▶ _Work instruction_
Set down each line from the start of the material exactly, please, up to and including the one that contains "Confirm every instance of the woman's face".

_ _ _ _ _ _ _

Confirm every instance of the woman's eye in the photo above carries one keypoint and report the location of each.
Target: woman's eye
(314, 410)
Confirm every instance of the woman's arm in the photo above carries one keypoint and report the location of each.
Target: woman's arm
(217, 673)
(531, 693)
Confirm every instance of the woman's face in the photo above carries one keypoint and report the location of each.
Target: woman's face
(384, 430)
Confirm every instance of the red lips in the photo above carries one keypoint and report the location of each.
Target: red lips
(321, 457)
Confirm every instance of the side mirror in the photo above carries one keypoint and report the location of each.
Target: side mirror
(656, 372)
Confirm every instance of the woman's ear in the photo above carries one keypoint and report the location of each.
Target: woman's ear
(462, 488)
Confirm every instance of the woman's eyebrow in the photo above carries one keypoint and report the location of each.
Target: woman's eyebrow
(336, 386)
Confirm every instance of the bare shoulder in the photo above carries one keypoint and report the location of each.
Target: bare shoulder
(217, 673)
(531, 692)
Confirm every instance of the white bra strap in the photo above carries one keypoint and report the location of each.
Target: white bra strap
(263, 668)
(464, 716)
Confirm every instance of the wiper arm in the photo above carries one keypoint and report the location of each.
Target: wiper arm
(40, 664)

_ _ _ _ _ _ _

▶ _Response for this exercise_
Confirm every instance of the woman's eye in the photo above carries one keypoint and report the location of each.
Target: woman's eye
(314, 410)
Confirm every instance of the woman's arm in the photo above carries one keypoint and report the location of each.
Target: woman's arm
(217, 673)
(531, 693)
Confirm every instance of the woman's face in the photo above carries one keypoint and report the location of each.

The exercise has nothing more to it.